Retype all the records with nothing changed.
------ Task material ------
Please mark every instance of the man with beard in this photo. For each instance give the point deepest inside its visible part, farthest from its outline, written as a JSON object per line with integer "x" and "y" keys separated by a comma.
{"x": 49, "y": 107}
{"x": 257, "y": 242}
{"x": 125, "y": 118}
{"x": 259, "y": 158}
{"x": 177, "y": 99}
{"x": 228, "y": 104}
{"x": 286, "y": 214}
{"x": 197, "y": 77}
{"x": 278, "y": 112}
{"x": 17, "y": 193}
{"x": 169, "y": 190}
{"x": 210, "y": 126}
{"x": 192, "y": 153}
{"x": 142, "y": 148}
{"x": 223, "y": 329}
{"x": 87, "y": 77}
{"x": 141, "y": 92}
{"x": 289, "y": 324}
------
Written solution:
Please mark every instance of the man with beard in this photo. For each instance give the point deepest inside its visible part, farthest from its outline, written as a JSON object per line with integer "x" and "y" keys separated by a comma.
{"x": 49, "y": 107}
{"x": 257, "y": 242}
{"x": 125, "y": 118}
{"x": 259, "y": 158}
{"x": 177, "y": 99}
{"x": 228, "y": 104}
{"x": 286, "y": 214}
{"x": 197, "y": 77}
{"x": 278, "y": 112}
{"x": 17, "y": 193}
{"x": 169, "y": 190}
{"x": 210, "y": 126}
{"x": 192, "y": 153}
{"x": 142, "y": 148}
{"x": 223, "y": 329}
{"x": 87, "y": 77}
{"x": 141, "y": 92}
{"x": 289, "y": 324}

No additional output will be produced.